EXTRACT TO READ ::
Madam Chair and Members of the Committee, my name is Joslyn Raquel Reese and I am a proud member of Good Business Colorado and the Co-Founder of FIT & NU, Colorado’s first FITness and NUtrition club for women of color. Thank you for the opportunity to share my story and discuss the importance of SB21-001, Modify COVID-19 Relief Programs for Small Business. We would also like to thank Senator Fields for the work she is doing in our district to support minority business leaders like me. It is an honor to represent the voice of my fellow minority entrepreneurs in front of the members of this subcommittee and the distinguished panel of experts and advocates who are in attendance today.
Six years ago, my sister and I started FIT & NU by hosting classes in public parks, community centers, and local churches. We were driven by our passion for helping others and our mission to provide culturally informed, fitness and nutrition services to improve the lives and health of the women in our community who work tirelessly to support their families and make invaluable contributions to broader society. It has been an absolute dream come true to grow our business from its humble beginnings to what we have become today: a fully equipped boutique club that is not only positively impacting the health and wellness of hardworking women in our community, but employing, collaborating and contracting with state and local government agencies (like the Colorado Department of Public Health and Environment), other small businesses, and entrepreneurs.

INSTRUCTIONS TO FOLLOW ::
Restate the testimony from "Six years ago, my" to "businesses, and entrepreneurs.", switching "sister" to "business partner".

ENTRIES PROVIDED ::
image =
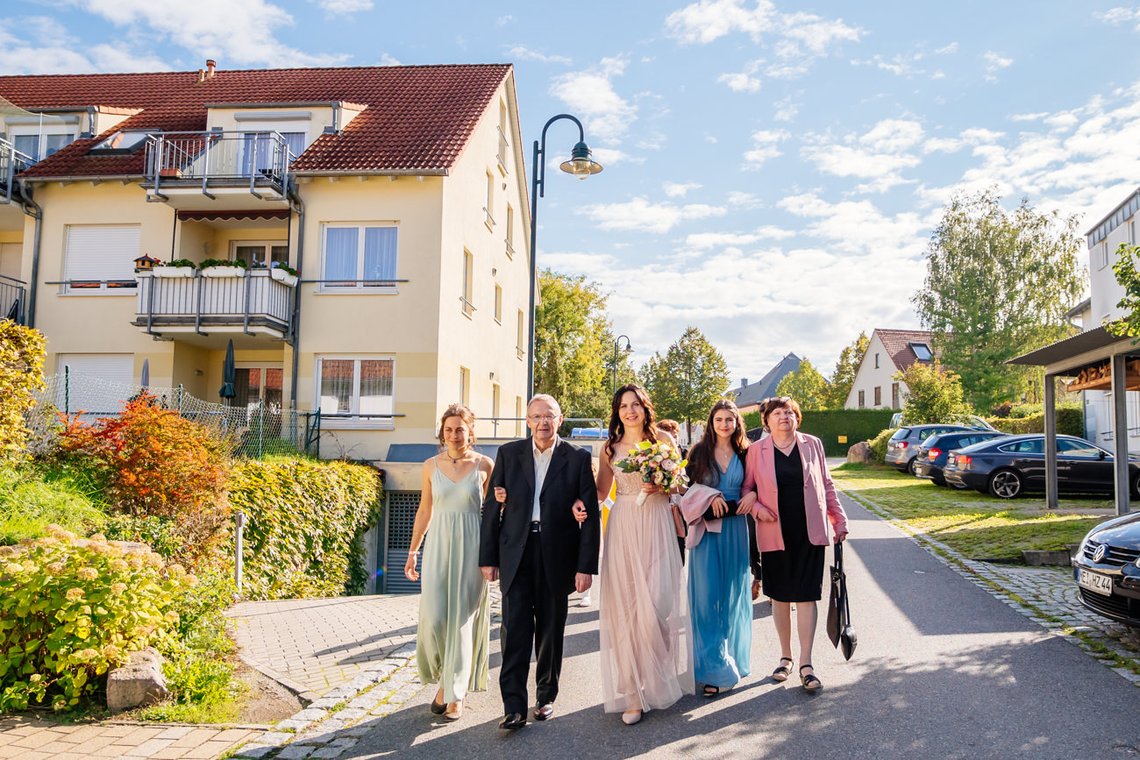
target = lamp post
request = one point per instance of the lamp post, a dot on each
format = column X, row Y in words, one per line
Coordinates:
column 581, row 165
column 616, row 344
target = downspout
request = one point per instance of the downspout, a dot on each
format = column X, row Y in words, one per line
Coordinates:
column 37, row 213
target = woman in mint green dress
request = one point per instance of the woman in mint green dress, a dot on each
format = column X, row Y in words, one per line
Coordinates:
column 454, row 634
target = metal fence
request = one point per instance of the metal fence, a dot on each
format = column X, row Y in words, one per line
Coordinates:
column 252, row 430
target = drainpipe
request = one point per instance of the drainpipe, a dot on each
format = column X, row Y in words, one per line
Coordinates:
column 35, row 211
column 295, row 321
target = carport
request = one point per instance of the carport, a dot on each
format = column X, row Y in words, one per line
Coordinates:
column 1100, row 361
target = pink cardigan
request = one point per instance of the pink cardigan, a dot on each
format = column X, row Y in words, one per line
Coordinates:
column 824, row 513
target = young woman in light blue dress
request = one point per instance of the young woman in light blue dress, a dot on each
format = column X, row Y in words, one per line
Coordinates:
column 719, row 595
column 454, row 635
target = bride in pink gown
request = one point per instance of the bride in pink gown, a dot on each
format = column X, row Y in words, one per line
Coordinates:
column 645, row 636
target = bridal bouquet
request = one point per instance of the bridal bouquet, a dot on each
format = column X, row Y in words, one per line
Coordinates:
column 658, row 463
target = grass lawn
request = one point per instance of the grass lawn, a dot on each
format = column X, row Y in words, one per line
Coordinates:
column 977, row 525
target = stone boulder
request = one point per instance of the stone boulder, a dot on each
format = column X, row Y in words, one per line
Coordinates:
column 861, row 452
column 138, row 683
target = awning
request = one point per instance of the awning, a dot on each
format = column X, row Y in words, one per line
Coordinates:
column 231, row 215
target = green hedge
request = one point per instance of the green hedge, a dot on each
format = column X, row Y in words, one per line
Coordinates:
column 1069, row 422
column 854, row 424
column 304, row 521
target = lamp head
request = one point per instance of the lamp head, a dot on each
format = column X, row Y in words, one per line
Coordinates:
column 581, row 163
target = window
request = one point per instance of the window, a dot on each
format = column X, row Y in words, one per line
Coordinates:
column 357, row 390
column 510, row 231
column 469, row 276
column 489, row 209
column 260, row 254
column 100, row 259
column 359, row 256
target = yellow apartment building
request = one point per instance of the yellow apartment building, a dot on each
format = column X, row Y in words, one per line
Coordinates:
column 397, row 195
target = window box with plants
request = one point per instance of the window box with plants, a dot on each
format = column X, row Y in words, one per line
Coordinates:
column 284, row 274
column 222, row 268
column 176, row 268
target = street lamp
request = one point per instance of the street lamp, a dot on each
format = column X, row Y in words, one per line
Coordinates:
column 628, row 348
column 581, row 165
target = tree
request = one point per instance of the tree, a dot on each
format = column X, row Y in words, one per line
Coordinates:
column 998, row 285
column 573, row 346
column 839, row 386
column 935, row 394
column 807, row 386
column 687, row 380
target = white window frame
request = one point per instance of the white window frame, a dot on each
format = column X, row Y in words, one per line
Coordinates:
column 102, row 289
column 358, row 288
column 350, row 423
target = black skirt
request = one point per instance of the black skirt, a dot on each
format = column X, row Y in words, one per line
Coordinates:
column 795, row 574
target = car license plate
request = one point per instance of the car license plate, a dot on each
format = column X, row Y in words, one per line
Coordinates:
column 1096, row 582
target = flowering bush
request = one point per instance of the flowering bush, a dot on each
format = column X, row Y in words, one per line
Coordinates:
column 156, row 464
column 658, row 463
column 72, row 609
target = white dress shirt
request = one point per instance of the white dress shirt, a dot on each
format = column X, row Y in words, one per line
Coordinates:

...

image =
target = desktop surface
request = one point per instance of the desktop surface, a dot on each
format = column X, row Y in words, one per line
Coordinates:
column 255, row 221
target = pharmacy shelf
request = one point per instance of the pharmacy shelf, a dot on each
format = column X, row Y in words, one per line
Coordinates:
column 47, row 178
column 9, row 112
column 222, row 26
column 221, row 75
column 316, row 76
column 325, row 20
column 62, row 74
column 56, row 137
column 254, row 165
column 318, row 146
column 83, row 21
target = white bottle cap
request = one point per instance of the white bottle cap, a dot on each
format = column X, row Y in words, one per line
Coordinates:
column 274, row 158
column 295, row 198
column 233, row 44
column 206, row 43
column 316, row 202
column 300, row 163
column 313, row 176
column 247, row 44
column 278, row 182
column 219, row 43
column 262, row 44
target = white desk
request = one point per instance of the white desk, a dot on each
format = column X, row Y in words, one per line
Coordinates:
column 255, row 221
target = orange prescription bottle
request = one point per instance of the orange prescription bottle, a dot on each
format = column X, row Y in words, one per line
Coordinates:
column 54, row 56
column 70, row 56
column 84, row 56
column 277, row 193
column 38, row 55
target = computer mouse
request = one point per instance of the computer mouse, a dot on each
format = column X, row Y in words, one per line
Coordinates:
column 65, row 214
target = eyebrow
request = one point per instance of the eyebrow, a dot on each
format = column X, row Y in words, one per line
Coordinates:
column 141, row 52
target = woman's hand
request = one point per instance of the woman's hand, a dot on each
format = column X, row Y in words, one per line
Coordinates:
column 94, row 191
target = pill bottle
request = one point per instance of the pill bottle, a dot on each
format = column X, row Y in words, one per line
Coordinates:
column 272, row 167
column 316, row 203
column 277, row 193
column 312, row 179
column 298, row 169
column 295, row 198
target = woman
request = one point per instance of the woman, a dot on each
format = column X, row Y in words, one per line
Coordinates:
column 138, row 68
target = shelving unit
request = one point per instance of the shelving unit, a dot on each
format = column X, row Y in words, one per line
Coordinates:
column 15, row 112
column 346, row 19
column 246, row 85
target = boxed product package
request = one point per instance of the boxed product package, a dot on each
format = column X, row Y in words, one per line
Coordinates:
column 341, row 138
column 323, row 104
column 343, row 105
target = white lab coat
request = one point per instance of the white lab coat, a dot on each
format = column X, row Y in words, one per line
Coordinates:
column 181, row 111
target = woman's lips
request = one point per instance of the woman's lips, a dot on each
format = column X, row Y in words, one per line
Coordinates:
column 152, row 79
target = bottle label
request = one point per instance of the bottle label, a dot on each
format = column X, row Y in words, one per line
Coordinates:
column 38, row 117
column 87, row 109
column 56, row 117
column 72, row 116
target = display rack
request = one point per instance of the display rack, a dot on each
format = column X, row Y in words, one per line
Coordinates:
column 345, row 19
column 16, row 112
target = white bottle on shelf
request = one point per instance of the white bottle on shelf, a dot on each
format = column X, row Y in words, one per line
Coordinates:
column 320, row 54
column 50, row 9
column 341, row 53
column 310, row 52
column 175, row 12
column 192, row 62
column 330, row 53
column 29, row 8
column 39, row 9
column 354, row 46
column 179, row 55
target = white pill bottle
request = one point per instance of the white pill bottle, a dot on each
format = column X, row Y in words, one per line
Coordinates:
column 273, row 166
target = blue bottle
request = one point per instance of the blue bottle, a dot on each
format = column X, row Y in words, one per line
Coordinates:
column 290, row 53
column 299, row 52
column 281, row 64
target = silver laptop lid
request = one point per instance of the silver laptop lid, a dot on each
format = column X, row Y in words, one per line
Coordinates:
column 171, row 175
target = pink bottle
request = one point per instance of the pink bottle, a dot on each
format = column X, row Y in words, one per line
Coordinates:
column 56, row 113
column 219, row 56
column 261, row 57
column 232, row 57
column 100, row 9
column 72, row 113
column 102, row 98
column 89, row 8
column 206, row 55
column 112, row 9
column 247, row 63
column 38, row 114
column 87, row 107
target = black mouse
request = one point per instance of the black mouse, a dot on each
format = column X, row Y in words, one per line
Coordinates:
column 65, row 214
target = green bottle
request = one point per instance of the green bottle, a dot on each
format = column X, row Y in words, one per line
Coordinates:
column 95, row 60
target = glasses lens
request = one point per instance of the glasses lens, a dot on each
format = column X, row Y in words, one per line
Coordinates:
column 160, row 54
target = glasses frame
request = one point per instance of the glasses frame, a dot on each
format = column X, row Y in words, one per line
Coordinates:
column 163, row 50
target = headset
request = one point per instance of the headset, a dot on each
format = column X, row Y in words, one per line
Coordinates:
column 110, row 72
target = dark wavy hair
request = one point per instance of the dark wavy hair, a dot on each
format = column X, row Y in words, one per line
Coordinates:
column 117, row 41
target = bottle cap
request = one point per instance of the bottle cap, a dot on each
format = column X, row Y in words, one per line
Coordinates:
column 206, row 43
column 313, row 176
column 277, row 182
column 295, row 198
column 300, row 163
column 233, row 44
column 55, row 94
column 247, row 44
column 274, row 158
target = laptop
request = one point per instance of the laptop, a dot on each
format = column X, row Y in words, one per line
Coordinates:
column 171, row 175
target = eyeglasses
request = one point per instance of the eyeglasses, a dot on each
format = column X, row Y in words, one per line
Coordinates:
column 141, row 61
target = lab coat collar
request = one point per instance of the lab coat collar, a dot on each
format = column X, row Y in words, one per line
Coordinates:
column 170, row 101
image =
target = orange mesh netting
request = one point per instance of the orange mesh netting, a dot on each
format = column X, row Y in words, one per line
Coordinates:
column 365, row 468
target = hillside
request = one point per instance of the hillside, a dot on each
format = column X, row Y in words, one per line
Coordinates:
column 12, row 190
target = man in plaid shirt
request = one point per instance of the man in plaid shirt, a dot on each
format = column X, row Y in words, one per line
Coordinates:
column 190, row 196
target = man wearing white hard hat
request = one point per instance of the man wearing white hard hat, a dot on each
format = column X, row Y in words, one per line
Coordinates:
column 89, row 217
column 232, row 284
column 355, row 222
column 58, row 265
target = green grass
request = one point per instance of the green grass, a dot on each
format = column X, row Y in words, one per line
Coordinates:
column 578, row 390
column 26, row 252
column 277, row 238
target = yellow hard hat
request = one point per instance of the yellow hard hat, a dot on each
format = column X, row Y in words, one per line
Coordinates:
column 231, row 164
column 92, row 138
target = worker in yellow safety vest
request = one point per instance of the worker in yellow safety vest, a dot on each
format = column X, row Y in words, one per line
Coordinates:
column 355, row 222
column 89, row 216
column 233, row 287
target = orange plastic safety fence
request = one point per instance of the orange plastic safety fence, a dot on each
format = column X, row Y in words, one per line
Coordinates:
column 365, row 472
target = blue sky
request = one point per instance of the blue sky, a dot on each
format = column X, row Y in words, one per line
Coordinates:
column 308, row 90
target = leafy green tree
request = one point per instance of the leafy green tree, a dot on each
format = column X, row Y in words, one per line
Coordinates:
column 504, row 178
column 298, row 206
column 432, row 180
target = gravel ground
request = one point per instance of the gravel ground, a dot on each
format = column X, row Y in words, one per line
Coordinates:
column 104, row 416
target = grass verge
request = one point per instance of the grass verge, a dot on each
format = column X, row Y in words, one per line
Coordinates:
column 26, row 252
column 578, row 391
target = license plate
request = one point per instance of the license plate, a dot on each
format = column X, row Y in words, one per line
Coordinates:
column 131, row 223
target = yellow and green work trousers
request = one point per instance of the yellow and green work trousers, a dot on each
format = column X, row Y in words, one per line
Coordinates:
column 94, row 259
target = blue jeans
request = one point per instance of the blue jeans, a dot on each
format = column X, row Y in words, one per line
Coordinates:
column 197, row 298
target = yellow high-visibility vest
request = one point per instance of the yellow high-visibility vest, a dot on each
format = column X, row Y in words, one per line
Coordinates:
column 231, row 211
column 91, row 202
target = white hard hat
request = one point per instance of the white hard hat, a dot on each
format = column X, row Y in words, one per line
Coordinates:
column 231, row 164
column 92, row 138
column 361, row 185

ANSWER SECTION ::
Six years ago, my business partner and I started FIT & NU by hosting classes in public parks, community centers, and local churches. We were driven by our passion for helping others and our mission to provide culturally informed, fitness and nutrition services to improve the lives and health of the women in our community who work tirelessly to support their families and make invaluable contributions to broader society. It has been an absolute dream come true to grow our business from its humble beginnings to what we have become today: a fully equipped boutique club that is not only positively impacting the health and wellness of hardworking women in our community, but employing, collaborating and contracting with state and local government agencies (like the Colorado Department of Public Health and Environment), other small businesses, and entrepreneurs.